**Task instructions:**
Rewrite the rows below, swapping every occurrence of "rough mask" for "coarse mask" and leaving everything else unchanged.

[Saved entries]
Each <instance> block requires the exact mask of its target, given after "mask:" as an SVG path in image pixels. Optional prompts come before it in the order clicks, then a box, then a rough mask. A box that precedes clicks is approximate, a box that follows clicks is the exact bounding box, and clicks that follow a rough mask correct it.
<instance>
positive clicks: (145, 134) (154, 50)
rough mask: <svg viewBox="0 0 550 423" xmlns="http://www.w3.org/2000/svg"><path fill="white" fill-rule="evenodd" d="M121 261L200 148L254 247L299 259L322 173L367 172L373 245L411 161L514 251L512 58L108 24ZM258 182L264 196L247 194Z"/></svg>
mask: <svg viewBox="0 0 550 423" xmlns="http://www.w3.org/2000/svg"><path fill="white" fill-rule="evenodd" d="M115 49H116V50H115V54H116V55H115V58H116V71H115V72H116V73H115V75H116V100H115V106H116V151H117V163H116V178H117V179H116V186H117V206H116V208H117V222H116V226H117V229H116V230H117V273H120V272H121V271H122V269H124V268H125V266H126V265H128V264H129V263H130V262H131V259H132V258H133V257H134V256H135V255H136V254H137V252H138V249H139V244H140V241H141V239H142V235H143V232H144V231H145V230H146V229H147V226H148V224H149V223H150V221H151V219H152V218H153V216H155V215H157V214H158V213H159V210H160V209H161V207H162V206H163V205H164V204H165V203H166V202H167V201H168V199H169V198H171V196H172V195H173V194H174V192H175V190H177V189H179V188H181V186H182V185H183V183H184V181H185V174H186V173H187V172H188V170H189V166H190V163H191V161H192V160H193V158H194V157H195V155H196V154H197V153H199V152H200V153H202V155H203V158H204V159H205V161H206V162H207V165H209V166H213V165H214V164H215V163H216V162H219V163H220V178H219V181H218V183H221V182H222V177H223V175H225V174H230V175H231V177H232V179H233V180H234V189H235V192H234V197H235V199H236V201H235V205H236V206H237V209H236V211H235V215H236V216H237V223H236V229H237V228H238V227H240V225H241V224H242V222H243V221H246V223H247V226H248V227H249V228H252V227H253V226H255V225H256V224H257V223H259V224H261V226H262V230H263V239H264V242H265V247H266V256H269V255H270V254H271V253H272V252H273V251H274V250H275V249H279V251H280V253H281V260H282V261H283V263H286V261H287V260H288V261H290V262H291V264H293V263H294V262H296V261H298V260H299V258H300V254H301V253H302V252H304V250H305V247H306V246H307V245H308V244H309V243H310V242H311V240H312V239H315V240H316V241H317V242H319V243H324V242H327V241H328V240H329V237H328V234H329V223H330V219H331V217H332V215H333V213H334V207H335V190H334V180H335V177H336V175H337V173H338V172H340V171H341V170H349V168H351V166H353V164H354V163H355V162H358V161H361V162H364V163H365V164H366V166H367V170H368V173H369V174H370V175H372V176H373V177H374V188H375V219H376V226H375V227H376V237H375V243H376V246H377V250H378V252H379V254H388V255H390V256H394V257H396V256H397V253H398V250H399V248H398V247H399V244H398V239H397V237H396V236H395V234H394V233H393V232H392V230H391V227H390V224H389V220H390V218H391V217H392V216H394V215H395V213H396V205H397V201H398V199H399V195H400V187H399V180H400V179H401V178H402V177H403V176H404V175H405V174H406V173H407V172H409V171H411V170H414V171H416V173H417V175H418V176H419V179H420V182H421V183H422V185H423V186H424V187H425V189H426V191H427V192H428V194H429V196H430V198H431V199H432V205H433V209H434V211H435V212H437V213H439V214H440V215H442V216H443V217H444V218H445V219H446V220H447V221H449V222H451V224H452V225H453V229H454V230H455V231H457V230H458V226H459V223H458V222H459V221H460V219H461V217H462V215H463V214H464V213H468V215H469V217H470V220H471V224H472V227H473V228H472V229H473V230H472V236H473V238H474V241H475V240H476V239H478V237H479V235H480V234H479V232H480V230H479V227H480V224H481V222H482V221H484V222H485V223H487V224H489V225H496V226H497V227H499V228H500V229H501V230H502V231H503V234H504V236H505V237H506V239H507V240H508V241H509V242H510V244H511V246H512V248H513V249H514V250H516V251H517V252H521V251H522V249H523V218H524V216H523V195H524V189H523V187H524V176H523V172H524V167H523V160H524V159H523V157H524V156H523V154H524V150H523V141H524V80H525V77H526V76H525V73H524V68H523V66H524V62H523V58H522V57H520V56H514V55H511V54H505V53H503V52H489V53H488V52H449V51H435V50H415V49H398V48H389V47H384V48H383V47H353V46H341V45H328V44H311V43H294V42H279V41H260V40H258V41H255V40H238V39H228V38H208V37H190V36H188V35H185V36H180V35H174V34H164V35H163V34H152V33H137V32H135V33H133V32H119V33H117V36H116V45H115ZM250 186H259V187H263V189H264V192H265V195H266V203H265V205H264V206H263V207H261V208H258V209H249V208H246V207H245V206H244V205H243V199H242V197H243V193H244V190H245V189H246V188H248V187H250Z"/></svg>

**Answer to this problem:**
Each <instance> block requires the exact mask of its target, given after "mask:" as an SVG path in image pixels. Optional prompts come before it in the order clicks, then a box, then a coarse mask. A box that precedes clicks is approximate, a box that follows clicks is the exact bounding box, and clicks that follow a coarse mask correct it.
<instance>
positive clicks: (145, 134) (154, 50)
coarse mask: <svg viewBox="0 0 550 423" xmlns="http://www.w3.org/2000/svg"><path fill="white" fill-rule="evenodd" d="M121 261L200 148L254 247L299 259L322 173L367 172L373 245L411 161L514 251L512 58L108 24ZM258 182L264 196L247 194Z"/></svg>
mask: <svg viewBox="0 0 550 423" xmlns="http://www.w3.org/2000/svg"><path fill="white" fill-rule="evenodd" d="M115 49H116V50H115V54H116V55H115V58H116V71H115V72H116V73H115V75H116V100H115V106H116V151H117V163H116V178H117V179H116V186H117V206H116V208H117V222H116V226H117V229H116V230H117V273H120V272H121V271H122V269H124V268H125V266H126V265H128V264H129V263H130V262H131V259H132V258H133V257H134V256H135V255H136V254H137V252H138V249H139V244H140V241H141V239H142V235H143V232H144V231H145V230H146V229H147V226H148V224H149V223H150V221H151V219H152V218H153V216H155V215H157V214H158V213H159V210H160V209H161V207H162V206H163V205H164V204H165V203H166V202H167V201H168V199H169V198H171V196H172V195H173V194H174V192H175V190H177V189H179V188H181V186H182V185H183V183H184V181H185V174H186V173H187V172H188V170H189V166H190V163H191V161H192V160H193V158H194V157H195V155H196V154H197V153H199V152H200V153H202V155H203V158H204V159H205V161H206V162H207V165H209V166H213V165H214V164H215V163H216V162H219V163H220V178H219V181H218V183H221V182H222V177H223V175H225V174H230V175H231V177H232V179H233V180H234V189H235V192H234V197H235V199H236V201H235V205H236V206H237V209H236V211H235V215H236V216H237V223H236V229H237V228H238V227H240V225H241V224H242V222H243V221H246V223H247V226H248V227H249V228H252V227H253V226H255V225H256V224H257V223H259V224H261V226H262V230H263V239H264V242H265V247H266V256H269V255H270V254H271V253H272V252H273V251H274V250H275V249H279V251H280V253H281V260H282V261H283V263H286V261H287V260H288V261H290V262H291V264H293V263H294V262H296V261H298V260H299V258H300V254H301V253H302V252H304V250H305V247H306V246H307V245H308V244H309V243H310V242H311V240H312V239H315V240H316V241H317V242H319V243H324V242H327V241H328V240H329V237H328V234H329V223H330V219H331V217H332V215H333V213H334V207H335V190H334V180H335V177H336V175H337V173H338V172H340V171H341V170H349V168H351V166H353V164H354V163H355V162H358V161H361V162H364V163H365V164H366V166H367V170H368V173H369V174H370V175H372V176H373V177H374V188H375V219H376V226H375V227H376V237H375V243H376V246H377V250H378V252H379V254H388V255H390V256H394V257H396V256H397V253H398V250H399V248H398V247H399V244H398V239H397V237H396V236H395V234H394V233H393V232H392V230H391V227H390V224H389V220H390V218H391V217H392V216H394V215H395V213H396V205H397V201H398V199H399V195H400V187H399V180H400V179H401V178H402V177H403V176H404V175H405V174H406V173H407V172H409V171H411V170H414V171H416V173H417V175H418V176H419V179H420V182H421V183H422V185H423V186H424V187H425V189H426V191H427V192H428V194H429V196H430V198H431V199H432V205H433V209H434V211H435V212H437V213H439V214H440V215H442V216H443V217H444V218H445V219H446V220H447V221H449V222H451V224H452V225H453V229H454V230H455V231H457V230H458V226H459V223H458V222H459V221H460V219H461V217H462V215H463V214H464V213H468V215H469V217H470V220H471V224H472V227H473V228H472V229H473V230H472V236H473V238H474V241H475V240H476V239H478V237H479V235H480V234H479V232H480V230H479V227H480V224H481V222H482V221H484V222H485V223H487V224H489V225H496V226H497V227H499V228H500V229H501V230H502V231H503V234H504V236H505V237H506V239H507V240H508V241H509V242H510V244H511V246H512V248H513V249H514V250H516V251H517V252H521V251H522V249H523V218H524V216H523V195H524V189H523V187H524V176H523V172H524V167H523V160H524V159H523V157H524V156H523V154H524V150H523V141H524V80H525V77H526V76H525V73H524V68H523V66H524V62H523V58H522V57H520V56H514V55H511V54H505V53H503V52H489V53H488V52H449V51H435V50H415V49H398V48H389V47H384V48H383V47H353V46H341V45H328V44H311V43H294V42H279V41H260V40H258V41H255V40H238V39H228V38H208V37H190V36H188V35H185V36H180V35H174V34H164V35H163V34H152V33H137V32H135V33H133V32H119V33H117V36H116V45H115ZM250 186H259V187H263V189H264V192H265V195H266V203H265V205H264V206H263V207H261V208H258V209H249V208H246V207H245V206H244V205H243V199H242V197H243V193H244V190H245V189H246V188H248V187H250Z"/></svg>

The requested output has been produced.